Una de las cosas más asombrosas y lamentables sucedidas en España en la última década ha sido el espectáculo de ver como buena parte de nuestra clase política y mediática denostaba y sigue denostando como defecto lo que siempre en política había sido considerado virtud: Nos referimos a la austeridad en el gasto público. En principio, no habría ningún problema en criticar las políticas "austericidas" si por tal cosa entendiéramos lo que etimológicamente dan a entender, es decir, aquellas políticas que erradican o matan la austeridad. Nuestra iletrada clase política y buena parte de la mediática, sin embargo, no utilizan esa expresión para criticar a las políticas despilfarradoras que disparan el gasto y el déficit público sino, por el contrario, para denostar aquellas que controlan y reducen el gasto a cargo del contribuyente. Semejante alteración tanto en el significado de las palabras como en la valoración moral de la austeridad solo es superada por ese bulo elevado a verdad indiscutible como el de que los gobiernos de Rajoy llevaron a cabo una política de austeridad cundo lo cierto es que mantuvieron, cuando no elevaron, el gasto público al tiempo que elevaron más que nunca los impuestos y el endeudamiento público.
Lo peor es que el gobierno social/comunista de Pedro Sánchez parece dispuesto a batir todos los récords en lo que a gasto público, subida de impuestos e incremento de la deuda pública se refiere. Así, y con una deuda pública que ya ronda el 120% de nuestro PIB, se ha sabido que, entre pensionistas y asalariados públicos, el sector privado sostiene a 13,4 millones de personas y destina 320.000 millones en sueldos y salarios. Por otra parte, el Ejecutivo de Sanchez ha disparado un 30% el coste para las arcas públicas de la estructura política del Gobierno, que no ha dejado de crecer ni durante la pandemia ni en la crisis energética, haciendo que el coste de la corte de asesores haya crecido nada menos que un 60% desde 2017.

▶ Qué debes hacer: Explica, según el texto sobre la austeridad, por qué en principio no habría ningún problema en criticar las políticas «austericidas». Indica también para qué usa esa expresión la clase política y mediática.

▶ Extracto de datos:
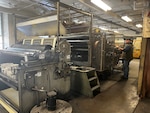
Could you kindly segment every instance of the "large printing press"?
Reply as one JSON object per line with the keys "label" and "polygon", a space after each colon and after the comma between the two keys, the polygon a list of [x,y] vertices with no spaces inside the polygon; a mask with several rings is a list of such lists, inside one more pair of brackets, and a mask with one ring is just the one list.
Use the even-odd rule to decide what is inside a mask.
{"label": "large printing press", "polygon": [[56,18],[18,23],[17,29],[27,36],[50,37],[27,38],[0,50],[0,102],[7,103],[14,113],[29,113],[51,91],[62,95],[77,91],[92,97],[94,91],[100,92],[95,72],[111,70],[117,64],[119,54],[105,33],[66,34],[65,25],[60,23],[58,37]]}

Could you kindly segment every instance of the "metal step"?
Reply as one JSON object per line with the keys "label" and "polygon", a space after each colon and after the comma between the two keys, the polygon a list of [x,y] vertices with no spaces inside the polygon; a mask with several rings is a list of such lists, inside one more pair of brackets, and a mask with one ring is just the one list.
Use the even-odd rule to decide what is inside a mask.
{"label": "metal step", "polygon": [[91,78],[89,78],[89,82],[90,82],[90,81],[93,81],[93,80],[95,80],[95,79],[97,79],[97,77],[91,77]]}
{"label": "metal step", "polygon": [[100,85],[96,85],[96,86],[92,87],[92,91],[94,91],[94,90],[96,90],[98,88],[100,88]]}

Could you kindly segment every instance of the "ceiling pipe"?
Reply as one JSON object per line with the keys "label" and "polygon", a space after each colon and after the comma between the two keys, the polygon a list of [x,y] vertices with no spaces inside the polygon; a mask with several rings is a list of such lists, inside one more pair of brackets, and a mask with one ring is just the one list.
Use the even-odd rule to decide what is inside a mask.
{"label": "ceiling pipe", "polygon": [[[86,2],[85,2],[85,0],[79,0],[79,1],[80,1],[81,3],[83,3],[84,5],[86,5],[86,6],[90,7],[90,8],[92,8],[92,9],[94,8],[95,10],[98,10],[98,9],[95,8],[94,6],[90,5],[90,2],[89,2],[89,1],[86,1]],[[108,11],[108,12],[105,12],[105,13],[108,14],[109,16],[112,16],[112,17],[114,17],[114,18],[116,18],[116,19],[119,19],[120,21],[124,22],[124,21],[121,19],[121,17],[120,17],[119,15],[117,15],[116,13],[114,13],[114,12],[112,12],[112,11]],[[120,27],[129,29],[129,30],[134,31],[134,32],[136,32],[136,33],[140,33],[140,32],[141,32],[141,30],[136,30],[136,29],[132,29],[132,28],[123,26],[123,25],[121,25],[121,24],[117,24],[117,23],[115,23],[115,22],[112,22],[112,21],[109,21],[109,20],[107,20],[107,19],[101,18],[100,16],[97,16],[97,15],[94,15],[94,17],[97,17],[97,18],[99,18],[100,20],[105,21],[105,22],[107,22],[107,23],[114,24],[114,25],[117,25],[117,26],[120,26]],[[132,23],[130,23],[129,25],[132,25],[132,26],[135,27],[135,25],[133,25]]]}

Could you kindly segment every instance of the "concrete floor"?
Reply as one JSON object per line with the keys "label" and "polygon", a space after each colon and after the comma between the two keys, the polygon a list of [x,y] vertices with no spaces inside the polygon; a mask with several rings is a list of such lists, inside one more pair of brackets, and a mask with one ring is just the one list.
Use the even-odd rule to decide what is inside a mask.
{"label": "concrete floor", "polygon": [[129,79],[120,80],[122,72],[115,72],[101,85],[101,93],[93,98],[78,97],[72,99],[70,104],[73,113],[150,113],[150,100],[139,101],[137,95],[139,60],[130,63]]}

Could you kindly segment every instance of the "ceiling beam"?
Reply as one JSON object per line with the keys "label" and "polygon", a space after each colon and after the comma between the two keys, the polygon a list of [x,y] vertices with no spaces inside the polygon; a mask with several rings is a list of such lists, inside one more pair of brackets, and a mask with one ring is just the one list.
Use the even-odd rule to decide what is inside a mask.
{"label": "ceiling beam", "polygon": [[1,7],[1,6],[0,6],[0,12],[15,14],[15,15],[22,16],[22,17],[25,17],[25,18],[38,16],[35,13],[31,13],[31,12],[27,12],[27,11],[23,11],[23,10],[18,11],[17,9],[14,9],[14,8],[13,9],[8,9],[8,8],[4,8],[4,7]]}

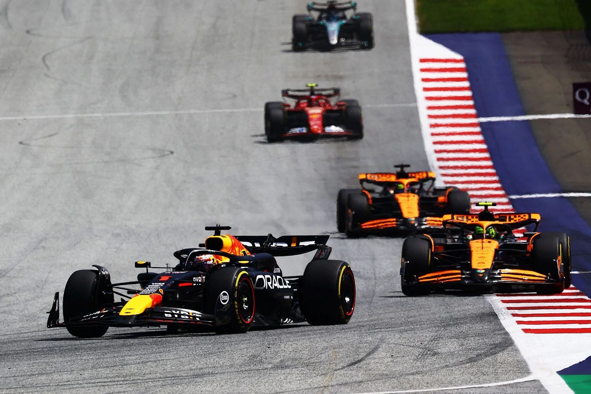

▶ Respuesta: En principio no habría problema porque, etimológicamente, la expresión designa las políticas que erradican o matan la austeridad. Sin embargo, la clase política y buena parte de la mediática no la usan contra las políticas despilfarradoras que disparan el gasto y el déficit público. La emplean para denostar las que controlan y reducen el gasto a cargo del contribuyente.